Segment Start: DATA PROVIDED

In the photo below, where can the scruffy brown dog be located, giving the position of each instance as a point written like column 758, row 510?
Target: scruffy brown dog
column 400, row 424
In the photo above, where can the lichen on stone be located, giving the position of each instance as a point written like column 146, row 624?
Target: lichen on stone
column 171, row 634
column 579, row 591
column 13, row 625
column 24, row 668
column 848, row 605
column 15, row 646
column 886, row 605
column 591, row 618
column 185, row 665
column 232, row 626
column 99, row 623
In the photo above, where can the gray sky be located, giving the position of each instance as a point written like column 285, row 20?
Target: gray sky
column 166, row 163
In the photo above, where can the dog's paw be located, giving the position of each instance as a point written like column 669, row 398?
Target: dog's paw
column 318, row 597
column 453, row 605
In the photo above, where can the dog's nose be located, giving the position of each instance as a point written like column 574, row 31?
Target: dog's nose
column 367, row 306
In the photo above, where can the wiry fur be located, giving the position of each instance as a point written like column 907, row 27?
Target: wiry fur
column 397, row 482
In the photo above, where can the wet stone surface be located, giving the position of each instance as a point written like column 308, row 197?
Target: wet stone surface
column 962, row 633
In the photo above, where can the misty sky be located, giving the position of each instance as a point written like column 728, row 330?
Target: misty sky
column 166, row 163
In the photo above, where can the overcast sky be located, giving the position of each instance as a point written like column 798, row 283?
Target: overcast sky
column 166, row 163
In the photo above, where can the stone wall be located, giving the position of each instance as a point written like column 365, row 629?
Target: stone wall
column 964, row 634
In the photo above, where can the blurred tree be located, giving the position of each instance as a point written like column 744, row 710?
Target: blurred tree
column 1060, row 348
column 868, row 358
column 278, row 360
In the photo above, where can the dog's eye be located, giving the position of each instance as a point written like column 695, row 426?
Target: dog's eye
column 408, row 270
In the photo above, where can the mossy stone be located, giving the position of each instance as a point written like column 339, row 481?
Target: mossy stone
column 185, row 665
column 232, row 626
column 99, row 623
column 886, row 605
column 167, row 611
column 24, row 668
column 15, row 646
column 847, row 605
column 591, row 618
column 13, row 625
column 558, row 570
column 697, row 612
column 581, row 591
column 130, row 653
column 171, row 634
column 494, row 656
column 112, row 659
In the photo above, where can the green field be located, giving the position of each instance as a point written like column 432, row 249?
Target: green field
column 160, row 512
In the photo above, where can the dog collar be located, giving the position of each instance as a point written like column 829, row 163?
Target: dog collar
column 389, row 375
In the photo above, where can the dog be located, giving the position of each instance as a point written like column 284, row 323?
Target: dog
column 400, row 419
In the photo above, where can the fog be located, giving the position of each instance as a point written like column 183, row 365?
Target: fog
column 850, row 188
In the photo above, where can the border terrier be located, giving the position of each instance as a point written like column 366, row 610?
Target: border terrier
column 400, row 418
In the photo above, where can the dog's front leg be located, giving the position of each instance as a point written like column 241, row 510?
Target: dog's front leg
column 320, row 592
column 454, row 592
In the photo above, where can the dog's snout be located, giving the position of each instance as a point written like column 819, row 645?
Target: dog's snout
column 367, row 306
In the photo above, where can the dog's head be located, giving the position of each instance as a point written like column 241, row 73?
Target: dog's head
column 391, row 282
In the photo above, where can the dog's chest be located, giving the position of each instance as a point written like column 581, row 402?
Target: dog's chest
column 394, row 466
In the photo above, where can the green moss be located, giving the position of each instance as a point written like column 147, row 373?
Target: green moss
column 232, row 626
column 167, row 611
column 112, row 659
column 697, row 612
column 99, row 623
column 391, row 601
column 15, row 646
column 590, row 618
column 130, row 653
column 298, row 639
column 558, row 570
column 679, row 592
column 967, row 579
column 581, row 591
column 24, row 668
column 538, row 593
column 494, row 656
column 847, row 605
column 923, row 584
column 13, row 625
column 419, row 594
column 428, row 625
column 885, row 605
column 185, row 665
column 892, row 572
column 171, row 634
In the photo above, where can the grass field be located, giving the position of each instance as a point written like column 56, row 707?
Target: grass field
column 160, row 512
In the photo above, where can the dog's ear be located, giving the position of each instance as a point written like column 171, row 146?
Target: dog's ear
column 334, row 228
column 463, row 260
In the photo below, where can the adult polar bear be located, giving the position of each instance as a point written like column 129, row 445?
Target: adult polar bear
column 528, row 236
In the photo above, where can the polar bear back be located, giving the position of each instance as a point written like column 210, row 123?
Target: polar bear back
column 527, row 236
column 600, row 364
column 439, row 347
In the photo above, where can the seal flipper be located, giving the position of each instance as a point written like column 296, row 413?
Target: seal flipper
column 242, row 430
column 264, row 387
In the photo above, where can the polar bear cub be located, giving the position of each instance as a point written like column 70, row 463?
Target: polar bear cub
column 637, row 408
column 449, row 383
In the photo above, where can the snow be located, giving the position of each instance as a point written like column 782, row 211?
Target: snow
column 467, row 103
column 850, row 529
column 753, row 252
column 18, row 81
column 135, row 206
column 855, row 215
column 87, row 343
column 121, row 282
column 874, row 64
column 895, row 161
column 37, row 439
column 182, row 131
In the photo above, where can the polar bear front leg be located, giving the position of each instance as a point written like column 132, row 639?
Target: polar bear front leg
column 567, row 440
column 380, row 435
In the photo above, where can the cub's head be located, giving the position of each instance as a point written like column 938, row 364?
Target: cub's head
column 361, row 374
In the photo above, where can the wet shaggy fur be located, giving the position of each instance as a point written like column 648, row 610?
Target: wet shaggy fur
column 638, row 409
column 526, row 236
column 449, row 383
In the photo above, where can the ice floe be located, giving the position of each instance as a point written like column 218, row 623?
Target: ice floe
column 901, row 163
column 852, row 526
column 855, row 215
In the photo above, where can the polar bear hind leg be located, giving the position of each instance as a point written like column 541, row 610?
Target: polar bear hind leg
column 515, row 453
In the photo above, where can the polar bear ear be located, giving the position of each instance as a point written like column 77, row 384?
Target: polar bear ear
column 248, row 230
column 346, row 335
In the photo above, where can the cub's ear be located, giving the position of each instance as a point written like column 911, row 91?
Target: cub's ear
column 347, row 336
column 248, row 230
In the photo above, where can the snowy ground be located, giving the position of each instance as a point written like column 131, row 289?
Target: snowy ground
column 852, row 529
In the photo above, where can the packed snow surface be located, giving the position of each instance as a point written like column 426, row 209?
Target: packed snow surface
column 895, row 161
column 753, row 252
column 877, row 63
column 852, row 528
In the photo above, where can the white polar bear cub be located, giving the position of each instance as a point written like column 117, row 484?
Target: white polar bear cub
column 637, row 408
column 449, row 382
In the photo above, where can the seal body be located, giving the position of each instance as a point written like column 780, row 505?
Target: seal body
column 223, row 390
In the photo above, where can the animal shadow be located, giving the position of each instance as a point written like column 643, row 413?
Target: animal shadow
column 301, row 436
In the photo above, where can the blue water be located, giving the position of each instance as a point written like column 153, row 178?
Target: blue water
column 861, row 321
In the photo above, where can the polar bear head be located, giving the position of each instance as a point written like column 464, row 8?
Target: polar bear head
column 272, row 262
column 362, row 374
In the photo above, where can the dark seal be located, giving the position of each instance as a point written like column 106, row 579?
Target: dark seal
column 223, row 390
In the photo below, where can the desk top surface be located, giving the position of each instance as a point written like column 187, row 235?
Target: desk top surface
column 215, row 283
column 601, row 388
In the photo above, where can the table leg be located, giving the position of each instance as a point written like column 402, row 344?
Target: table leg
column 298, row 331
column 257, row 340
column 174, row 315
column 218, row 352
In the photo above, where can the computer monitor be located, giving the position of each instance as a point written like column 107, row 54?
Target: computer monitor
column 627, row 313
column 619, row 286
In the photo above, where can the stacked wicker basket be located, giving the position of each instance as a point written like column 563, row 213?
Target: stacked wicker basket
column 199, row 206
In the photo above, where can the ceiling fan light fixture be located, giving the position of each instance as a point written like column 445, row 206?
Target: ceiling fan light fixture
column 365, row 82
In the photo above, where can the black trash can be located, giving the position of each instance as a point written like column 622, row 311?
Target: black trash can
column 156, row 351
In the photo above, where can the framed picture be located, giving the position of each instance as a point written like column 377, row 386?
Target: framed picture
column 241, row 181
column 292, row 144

Segment End: DATA PROVIDED

● TASK REQUIREMENTS: Could you retype exactly the lines from the first one of the records through the line containing "In the photo above, where can the blurred", both included, and nothing more?

● EXERCISE RESPONSE:
In the photo below, where can the scruffy brown dog be located, giving the position of each instance as a point written like column 758, row 510?
Target: scruffy brown dog
column 400, row 424
In the photo above, where can the lichen on stone be located, giving the position of each instance as a point written like column 146, row 624?
Target: lichen on stone
column 171, row 634
column 579, row 591
column 13, row 625
column 24, row 668
column 848, row 605
column 15, row 646
column 886, row 605
column 591, row 618
column 185, row 665
column 232, row 626
column 99, row 623
In the photo above, where can the gray sky be located, giving the position of each instance as a point written like column 285, row 20?
Target: gray sky
column 166, row 163
In the photo above, where can the dog's paw be located, giving the position of each instance as a point written like column 669, row 398?
Target: dog's paw
column 318, row 597
column 453, row 605
In the photo above, where can the dog's nose be located, giving the position of each instance as a point written like column 574, row 31?
Target: dog's nose
column 367, row 306
In the photo above, where can the wiry fur be located, giving the position of each instance as a point written like column 907, row 27?
Target: wiry fur
column 397, row 482
In the photo above, where can the wet stone surface be located, giving the position of each instance as a point written like column 308, row 197?
Target: wet stone surface
column 962, row 633
In the photo above, where can the misty sky be located, giving the position of each instance as a point written like column 728, row 330?
Target: misty sky
column 166, row 163
In the photo above, where can the overcast sky be located, giving the position of each instance as a point written like column 798, row 283?
Target: overcast sky
column 166, row 163
In the photo above, where can the stone wall be located, giving the position of each instance as a point written like column 365, row 629?
Target: stone wall
column 964, row 634
In the photo above, where can the blurred tree be located, giving the position of each instance as a point written like column 744, row 710?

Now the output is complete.